**REQUIRED WORK:** Extend the article on the 1977 Soviet film An Unfinished Piece for Mechanical Piano, writing what comes after its final sentence.

**DOCUMENT SECTION:**
━━━━━━━━━━━━━━━━━━━━

An Unfinished Piece for Mechanical Piano () is a 1977 Soviet drama film directed by Nikita Mikhalkov, who also co-stars.  It is based on Anton Chekhov's Platonov, as well as several of his other short stories. It was filmed at Pushchino-Na-Oke (Artsebashev Estate), Pushchino, Russia, which was dilapidated in the film and is now abandoned.

Plot
Some members of the gentry gather at a house in rural Russia in the early twentieth century.  As the day progresses, relationships develop, and the question arises of where these new relationships will lead.

━━━━━━━━━━━━━━━━━━━━

**EXTRACTED INFORMATION:**
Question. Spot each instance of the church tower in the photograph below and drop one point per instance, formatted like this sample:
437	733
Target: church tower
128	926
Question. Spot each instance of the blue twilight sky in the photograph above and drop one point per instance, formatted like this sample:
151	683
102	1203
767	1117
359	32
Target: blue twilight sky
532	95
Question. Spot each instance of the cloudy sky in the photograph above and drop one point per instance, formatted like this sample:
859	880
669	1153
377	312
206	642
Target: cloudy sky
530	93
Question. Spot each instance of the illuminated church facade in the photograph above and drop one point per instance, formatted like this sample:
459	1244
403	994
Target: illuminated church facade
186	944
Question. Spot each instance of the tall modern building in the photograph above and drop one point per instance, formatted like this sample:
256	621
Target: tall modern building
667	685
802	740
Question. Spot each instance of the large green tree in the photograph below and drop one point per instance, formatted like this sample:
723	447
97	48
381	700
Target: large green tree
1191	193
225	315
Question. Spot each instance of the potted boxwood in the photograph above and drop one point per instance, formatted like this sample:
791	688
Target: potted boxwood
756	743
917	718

━━━━━━━━━━━━━━━━━━━━

**EXPECTED ANSWER:**
Cast
 Aleksandr Kalyagin: Mikhail Vassilyevich Platonov
 Elena Solovey: Sophia Yegorovna
 Yevgeniya Glushenko: Sashenka
 Antonina Shuranova: Anna Petrovna Voinitseva
 Yuri Bogatyryov: Sergey Pavlovich Voinitsev
 Oleg Tabakov: Pavel Petrovich Shcherbuk
 Nikolai Pastukhov: Porfiry Semyonovich Glagolyev
 Pavel Kadochnikov: Ivan Ivanovich Triletsky
 Nikita Mikhalkov: Nikolai Ivanovich Triletsky
 Anatoli Romashin: Gerasim Kuzmich Petrin
 Natalya Nazarova: Verochka
 Kseniya Minina: Lizochka
 Sergey Nikonenko: Yakov
 Sergei Guryev: Petechka (as Seryozha Guryev)

Reception

Critical response
An Unfinished Piece for Mechanical Piano has an approval rating of 86% on review aggregator website Rotten Tomatoes, based on 7 reviews, and an average rating of 8.00/10.

The Japanese filmmaker Akira Kurosawa cited this movie as one of his 100 favorite films.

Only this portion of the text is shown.